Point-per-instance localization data
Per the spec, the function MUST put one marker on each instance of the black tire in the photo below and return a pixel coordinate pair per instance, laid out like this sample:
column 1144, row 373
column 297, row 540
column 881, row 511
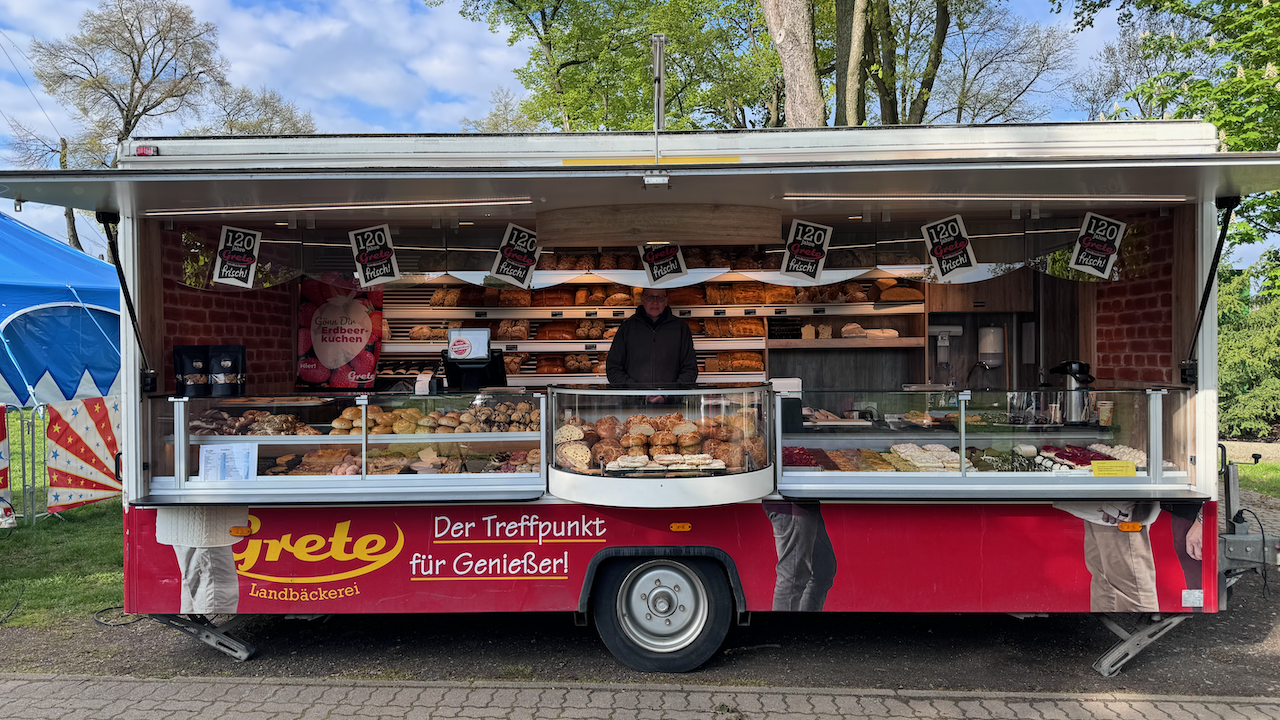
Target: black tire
column 673, row 629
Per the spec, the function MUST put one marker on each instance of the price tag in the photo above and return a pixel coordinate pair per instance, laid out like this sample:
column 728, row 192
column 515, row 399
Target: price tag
column 236, row 261
column 375, row 256
column 1114, row 469
column 662, row 263
column 807, row 250
column 1097, row 245
column 949, row 246
column 517, row 256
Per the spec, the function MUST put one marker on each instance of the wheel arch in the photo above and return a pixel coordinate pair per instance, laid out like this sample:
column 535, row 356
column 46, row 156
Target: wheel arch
column 584, row 600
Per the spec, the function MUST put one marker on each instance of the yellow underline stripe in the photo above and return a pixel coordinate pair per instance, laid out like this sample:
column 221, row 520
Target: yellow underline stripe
column 501, row 578
column 702, row 160
column 524, row 541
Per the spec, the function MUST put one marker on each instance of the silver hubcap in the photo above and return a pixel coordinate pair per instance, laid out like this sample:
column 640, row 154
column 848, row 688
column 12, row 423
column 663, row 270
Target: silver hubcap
column 662, row 606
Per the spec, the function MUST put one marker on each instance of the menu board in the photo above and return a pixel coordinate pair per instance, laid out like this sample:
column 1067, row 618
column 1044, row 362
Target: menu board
column 1097, row 246
column 807, row 250
column 517, row 256
column 662, row 263
column 375, row 255
column 950, row 247
column 236, row 261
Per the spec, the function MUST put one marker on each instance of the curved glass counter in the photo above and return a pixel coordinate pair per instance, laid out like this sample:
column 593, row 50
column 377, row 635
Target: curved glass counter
column 670, row 447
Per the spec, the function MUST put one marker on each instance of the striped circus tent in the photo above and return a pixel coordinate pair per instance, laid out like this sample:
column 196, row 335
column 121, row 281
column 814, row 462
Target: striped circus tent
column 80, row 451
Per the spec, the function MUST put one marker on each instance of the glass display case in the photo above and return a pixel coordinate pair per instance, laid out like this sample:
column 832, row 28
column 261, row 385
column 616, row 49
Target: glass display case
column 359, row 449
column 689, row 447
column 1045, row 443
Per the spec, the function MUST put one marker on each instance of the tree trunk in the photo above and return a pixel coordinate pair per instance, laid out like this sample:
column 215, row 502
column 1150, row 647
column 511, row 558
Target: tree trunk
column 790, row 24
column 941, row 23
column 850, row 36
column 72, row 236
column 886, row 81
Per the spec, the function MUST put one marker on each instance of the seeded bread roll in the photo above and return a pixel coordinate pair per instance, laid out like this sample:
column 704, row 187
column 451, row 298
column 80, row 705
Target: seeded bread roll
column 634, row 440
column 608, row 428
column 663, row 437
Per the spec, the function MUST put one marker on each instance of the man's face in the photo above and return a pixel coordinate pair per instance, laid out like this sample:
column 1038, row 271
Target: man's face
column 654, row 302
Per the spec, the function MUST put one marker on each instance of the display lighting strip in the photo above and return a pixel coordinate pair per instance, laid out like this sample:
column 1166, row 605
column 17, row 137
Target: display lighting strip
column 247, row 209
column 823, row 197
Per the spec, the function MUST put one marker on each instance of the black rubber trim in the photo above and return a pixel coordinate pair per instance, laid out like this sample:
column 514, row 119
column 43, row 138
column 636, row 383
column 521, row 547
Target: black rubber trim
column 662, row 551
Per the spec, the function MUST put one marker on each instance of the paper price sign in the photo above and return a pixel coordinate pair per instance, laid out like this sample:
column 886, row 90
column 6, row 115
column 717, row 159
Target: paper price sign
column 663, row 263
column 237, row 256
column 517, row 256
column 950, row 249
column 807, row 250
column 1097, row 246
column 375, row 255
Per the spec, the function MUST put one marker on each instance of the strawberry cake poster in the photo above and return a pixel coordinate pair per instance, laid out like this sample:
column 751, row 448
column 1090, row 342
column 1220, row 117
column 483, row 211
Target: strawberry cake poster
column 339, row 333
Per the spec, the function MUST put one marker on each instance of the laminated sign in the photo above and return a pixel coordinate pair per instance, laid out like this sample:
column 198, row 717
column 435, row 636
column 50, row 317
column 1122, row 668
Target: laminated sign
column 663, row 263
column 375, row 256
column 950, row 249
column 237, row 256
column 807, row 250
column 517, row 256
column 1097, row 246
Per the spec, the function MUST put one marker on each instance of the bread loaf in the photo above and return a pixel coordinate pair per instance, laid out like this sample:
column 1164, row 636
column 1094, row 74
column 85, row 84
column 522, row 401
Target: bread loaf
column 780, row 295
column 746, row 327
column 513, row 297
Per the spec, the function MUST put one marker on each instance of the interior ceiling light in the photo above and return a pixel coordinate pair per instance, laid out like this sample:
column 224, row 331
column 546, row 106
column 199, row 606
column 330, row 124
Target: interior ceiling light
column 937, row 197
column 407, row 205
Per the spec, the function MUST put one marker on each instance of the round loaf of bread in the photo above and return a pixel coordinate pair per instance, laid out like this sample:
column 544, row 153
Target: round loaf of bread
column 608, row 428
column 663, row 437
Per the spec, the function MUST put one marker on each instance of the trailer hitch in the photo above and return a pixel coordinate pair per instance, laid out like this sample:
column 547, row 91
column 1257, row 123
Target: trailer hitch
column 1239, row 551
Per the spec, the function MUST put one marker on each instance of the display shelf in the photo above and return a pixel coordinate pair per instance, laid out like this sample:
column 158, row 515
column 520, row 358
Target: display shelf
column 845, row 342
column 416, row 347
column 423, row 311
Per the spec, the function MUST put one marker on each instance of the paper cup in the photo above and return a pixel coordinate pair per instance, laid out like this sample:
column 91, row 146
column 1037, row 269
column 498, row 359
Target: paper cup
column 1106, row 409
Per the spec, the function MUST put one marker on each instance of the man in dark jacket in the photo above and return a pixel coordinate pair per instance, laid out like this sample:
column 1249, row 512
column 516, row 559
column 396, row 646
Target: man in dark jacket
column 652, row 346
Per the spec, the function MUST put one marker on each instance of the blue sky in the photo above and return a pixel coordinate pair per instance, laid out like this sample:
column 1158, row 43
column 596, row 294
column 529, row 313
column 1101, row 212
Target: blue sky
column 356, row 65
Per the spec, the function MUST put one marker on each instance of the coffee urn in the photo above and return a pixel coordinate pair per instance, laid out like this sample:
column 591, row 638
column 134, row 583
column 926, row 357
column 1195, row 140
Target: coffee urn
column 1075, row 401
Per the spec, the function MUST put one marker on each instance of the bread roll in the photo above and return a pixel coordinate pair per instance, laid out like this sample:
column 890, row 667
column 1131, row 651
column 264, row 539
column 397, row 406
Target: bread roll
column 663, row 437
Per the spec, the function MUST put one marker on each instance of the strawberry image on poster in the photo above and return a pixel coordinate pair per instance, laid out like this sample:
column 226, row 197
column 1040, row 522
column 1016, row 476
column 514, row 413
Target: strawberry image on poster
column 339, row 333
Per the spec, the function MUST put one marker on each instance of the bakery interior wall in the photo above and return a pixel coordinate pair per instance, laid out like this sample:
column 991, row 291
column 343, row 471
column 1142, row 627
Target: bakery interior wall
column 263, row 320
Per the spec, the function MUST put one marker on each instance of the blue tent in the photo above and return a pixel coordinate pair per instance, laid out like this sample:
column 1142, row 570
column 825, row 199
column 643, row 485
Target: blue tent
column 59, row 319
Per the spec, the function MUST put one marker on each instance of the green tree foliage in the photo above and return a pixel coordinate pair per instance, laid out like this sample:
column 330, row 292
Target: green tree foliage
column 589, row 68
column 1248, row 349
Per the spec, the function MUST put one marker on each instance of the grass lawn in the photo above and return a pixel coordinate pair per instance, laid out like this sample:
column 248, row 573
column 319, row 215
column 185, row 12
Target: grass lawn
column 1264, row 477
column 63, row 568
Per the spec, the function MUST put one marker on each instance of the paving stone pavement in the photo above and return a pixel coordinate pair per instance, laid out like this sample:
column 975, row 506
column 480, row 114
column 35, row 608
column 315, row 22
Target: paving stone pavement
column 83, row 697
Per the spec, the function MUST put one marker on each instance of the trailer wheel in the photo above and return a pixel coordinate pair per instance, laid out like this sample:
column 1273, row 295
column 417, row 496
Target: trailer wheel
column 662, row 615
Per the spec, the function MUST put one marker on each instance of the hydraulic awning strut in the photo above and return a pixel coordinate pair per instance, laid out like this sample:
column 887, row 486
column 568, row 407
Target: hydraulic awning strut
column 1191, row 367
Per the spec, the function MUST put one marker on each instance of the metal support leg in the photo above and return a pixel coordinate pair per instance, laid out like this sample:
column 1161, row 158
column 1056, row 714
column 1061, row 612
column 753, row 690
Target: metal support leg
column 219, row 637
column 1150, row 629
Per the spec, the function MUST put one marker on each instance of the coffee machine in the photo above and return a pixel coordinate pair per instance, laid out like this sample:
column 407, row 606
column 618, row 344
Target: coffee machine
column 1075, row 402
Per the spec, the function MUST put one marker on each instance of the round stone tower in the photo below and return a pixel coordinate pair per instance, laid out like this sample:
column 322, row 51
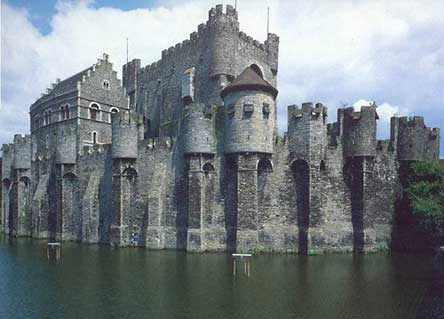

WORK REQUEST - Start with the first line of the records above and end with the line containing "column 515, row 399". Output those lines exactly, pictures excluded.

ANSWER FOR THE TASK -
Per the spec, the function MUST put one marker on each instance of the black tire in the photo below and return a pixel coordinate pair per instance, laid out like this sample:
column 1144, row 373
column 297, row 540
column 881, row 511
Target: black tire
column 673, row 629
Per the spec, the function MUST put one marker on each instance of the price tag in the photo above and return a pixel coordinate pair per instance, laid out like this sample:
column 728, row 192
column 515, row 399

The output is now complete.